-- Stored dataset items --
--- --- ---

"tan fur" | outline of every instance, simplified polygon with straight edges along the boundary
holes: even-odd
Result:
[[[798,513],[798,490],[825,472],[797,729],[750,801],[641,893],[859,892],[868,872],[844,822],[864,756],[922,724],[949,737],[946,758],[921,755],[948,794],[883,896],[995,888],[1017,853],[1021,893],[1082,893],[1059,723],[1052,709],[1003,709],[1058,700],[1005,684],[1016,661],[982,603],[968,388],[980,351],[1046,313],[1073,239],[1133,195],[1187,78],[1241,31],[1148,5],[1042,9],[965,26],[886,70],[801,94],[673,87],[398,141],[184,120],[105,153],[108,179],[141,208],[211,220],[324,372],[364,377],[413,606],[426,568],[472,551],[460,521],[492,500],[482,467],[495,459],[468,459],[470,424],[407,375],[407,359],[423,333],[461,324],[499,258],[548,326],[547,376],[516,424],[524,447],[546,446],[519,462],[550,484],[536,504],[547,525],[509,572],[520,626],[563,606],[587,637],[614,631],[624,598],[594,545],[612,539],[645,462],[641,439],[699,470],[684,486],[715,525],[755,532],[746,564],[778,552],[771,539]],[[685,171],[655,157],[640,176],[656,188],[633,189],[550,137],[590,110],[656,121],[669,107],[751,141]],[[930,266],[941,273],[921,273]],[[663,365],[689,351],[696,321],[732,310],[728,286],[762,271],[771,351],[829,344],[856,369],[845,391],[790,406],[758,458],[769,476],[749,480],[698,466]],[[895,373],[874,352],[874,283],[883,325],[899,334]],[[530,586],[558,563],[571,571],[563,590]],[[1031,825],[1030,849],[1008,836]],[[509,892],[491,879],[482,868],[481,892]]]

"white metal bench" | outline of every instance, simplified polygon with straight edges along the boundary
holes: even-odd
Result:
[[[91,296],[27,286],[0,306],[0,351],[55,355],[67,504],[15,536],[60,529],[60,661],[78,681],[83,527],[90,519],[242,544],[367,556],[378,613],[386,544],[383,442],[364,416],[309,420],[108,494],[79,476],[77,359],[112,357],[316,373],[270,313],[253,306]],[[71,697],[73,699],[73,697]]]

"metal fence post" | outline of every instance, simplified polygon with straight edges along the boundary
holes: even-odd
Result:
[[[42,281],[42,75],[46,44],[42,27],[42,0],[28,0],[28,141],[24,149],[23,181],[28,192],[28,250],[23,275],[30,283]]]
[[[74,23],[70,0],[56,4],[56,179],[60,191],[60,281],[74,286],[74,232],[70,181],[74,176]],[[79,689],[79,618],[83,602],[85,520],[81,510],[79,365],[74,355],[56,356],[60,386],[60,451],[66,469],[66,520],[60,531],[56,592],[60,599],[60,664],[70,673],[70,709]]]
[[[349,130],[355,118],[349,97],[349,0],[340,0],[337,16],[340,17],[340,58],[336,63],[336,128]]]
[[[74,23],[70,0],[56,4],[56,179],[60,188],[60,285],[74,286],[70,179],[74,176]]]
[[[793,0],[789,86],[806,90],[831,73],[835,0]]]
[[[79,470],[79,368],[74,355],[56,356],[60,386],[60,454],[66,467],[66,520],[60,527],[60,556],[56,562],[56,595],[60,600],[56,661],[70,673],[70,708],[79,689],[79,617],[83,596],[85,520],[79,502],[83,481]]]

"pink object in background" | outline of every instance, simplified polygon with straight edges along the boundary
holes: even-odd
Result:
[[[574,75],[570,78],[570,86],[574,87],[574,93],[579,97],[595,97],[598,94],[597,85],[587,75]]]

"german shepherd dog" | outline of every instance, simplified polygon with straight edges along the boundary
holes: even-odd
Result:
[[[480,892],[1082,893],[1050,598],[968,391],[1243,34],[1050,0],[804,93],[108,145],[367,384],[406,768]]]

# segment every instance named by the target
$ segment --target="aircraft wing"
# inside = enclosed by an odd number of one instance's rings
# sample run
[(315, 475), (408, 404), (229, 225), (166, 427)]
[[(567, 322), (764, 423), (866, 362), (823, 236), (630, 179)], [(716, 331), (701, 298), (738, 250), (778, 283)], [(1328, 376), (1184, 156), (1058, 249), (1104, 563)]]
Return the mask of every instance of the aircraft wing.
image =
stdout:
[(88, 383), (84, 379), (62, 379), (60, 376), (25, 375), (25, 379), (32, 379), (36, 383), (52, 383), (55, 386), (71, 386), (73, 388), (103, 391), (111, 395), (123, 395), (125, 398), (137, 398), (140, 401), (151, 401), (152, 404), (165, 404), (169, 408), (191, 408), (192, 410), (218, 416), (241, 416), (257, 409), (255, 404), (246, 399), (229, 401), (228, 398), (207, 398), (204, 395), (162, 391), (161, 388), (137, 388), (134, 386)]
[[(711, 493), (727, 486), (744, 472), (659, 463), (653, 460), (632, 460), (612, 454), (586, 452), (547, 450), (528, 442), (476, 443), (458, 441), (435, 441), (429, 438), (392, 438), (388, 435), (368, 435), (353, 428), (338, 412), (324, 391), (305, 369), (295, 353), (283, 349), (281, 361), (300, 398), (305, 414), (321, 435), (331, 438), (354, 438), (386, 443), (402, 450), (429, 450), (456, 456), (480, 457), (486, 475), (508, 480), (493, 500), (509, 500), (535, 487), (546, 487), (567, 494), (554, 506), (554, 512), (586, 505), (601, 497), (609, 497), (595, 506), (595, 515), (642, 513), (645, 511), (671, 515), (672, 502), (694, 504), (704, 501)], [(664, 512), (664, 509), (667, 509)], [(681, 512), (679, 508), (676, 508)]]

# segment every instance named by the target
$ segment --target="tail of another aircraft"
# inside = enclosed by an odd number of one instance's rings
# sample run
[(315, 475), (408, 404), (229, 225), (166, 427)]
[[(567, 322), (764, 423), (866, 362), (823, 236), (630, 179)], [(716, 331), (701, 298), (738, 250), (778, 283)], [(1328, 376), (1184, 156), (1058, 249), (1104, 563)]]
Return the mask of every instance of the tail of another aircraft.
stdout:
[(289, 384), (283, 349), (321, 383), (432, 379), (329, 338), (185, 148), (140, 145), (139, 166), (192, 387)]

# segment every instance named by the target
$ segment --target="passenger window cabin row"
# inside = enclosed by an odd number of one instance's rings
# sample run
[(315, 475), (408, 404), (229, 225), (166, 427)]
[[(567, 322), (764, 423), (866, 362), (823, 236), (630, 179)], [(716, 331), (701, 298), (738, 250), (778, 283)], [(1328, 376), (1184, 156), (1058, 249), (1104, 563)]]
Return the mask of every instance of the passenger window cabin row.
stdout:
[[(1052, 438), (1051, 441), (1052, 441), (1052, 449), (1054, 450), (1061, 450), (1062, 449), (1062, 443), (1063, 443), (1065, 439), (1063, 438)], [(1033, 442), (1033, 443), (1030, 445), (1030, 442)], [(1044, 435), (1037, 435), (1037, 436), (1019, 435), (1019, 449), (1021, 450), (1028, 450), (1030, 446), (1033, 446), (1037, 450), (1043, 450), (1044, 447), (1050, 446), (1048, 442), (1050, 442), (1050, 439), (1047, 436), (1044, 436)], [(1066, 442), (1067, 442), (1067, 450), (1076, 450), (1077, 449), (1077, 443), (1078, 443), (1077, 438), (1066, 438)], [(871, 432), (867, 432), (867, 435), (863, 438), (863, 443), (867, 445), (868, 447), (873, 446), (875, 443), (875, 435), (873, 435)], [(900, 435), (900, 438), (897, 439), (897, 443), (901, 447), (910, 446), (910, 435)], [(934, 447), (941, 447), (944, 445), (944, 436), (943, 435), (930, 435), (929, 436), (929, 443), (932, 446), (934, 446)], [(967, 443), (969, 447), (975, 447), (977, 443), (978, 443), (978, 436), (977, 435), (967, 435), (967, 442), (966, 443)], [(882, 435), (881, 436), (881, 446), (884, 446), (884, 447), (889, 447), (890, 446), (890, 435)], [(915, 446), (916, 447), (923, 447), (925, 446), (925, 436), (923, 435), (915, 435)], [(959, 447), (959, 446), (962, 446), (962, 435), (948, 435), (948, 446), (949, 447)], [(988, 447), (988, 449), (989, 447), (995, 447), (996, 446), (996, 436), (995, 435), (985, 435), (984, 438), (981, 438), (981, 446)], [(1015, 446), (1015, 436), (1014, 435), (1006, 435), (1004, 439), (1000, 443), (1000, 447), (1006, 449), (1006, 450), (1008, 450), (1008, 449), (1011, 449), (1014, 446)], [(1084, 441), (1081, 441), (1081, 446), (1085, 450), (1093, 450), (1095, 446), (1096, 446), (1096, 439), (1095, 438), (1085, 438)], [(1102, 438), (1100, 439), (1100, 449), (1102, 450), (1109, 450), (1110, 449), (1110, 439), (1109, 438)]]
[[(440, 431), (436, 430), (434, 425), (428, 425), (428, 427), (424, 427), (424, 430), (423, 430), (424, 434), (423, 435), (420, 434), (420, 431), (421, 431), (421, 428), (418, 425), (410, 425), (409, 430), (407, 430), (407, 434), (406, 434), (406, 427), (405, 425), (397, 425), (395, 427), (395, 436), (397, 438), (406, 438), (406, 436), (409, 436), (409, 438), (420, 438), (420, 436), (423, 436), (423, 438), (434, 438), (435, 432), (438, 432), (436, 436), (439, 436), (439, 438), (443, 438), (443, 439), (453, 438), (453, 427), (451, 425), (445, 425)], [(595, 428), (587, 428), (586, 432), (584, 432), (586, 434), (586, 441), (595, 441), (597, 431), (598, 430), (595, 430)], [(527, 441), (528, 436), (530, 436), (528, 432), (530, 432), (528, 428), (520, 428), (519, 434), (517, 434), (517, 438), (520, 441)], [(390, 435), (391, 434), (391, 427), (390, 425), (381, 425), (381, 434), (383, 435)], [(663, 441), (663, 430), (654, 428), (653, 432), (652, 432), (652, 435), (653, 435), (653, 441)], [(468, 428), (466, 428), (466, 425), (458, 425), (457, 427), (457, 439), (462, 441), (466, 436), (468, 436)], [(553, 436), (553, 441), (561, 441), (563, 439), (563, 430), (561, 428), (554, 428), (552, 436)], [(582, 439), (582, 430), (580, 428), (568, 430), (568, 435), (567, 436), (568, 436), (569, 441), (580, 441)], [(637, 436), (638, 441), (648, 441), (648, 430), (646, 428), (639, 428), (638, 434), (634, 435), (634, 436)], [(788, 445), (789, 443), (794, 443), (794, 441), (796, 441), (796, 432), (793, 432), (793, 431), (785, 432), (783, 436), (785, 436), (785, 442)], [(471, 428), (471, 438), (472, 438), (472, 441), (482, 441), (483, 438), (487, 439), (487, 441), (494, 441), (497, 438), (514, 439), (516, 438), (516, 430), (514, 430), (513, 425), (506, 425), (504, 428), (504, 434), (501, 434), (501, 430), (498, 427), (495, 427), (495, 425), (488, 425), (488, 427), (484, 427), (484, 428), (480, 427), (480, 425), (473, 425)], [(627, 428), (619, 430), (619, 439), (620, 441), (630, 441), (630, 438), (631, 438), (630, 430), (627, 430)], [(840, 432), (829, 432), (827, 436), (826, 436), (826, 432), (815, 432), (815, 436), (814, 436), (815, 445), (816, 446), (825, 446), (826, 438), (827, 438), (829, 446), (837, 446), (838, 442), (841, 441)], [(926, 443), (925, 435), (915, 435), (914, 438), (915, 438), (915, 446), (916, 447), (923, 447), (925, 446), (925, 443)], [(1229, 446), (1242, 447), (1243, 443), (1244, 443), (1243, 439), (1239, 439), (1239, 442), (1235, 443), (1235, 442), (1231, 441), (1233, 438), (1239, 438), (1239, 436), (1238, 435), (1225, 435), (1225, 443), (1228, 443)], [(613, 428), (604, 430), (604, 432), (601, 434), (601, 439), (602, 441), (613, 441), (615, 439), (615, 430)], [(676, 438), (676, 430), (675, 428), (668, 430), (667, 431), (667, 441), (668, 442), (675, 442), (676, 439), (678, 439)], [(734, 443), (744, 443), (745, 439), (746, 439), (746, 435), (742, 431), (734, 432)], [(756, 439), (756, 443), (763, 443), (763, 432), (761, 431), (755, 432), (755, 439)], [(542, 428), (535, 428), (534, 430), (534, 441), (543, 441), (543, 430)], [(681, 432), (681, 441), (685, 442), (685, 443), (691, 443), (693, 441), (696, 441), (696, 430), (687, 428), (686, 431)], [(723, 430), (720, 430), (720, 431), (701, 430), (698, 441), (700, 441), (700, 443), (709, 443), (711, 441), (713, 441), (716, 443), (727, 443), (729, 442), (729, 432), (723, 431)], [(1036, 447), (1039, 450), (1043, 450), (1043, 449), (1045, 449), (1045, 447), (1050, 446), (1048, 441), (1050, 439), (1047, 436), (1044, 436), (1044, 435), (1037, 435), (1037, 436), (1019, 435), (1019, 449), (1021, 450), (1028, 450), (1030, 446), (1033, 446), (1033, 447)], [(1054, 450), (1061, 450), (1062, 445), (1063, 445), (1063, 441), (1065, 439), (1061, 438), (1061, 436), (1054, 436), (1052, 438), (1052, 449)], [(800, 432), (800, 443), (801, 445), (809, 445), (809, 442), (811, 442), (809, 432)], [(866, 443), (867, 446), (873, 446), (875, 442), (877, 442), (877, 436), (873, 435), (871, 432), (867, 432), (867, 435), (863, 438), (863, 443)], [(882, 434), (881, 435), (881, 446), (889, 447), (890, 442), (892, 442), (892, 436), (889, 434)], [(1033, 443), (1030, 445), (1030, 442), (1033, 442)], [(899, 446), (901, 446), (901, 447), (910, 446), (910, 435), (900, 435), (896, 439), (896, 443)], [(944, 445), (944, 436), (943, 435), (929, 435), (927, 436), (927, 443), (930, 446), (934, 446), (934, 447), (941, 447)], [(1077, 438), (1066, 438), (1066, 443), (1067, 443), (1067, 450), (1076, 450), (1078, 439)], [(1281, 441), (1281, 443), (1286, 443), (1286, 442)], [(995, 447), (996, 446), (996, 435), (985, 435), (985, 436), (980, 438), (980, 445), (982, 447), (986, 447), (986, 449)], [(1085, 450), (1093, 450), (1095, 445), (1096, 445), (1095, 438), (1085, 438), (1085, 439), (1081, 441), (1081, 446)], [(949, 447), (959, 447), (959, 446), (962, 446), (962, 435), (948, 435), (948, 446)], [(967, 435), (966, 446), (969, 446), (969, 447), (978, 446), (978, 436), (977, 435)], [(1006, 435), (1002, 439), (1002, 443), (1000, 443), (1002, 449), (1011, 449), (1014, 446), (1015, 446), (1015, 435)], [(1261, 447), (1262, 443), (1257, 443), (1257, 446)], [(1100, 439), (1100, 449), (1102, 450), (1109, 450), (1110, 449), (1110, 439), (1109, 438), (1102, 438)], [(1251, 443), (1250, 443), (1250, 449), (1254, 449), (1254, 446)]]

--- --- ---

-- What is being asked --
Please count the lines of the stored dataset items above that contain the string "window", treating case as significant, and reply with the number alone.

-- Exercise answer --
2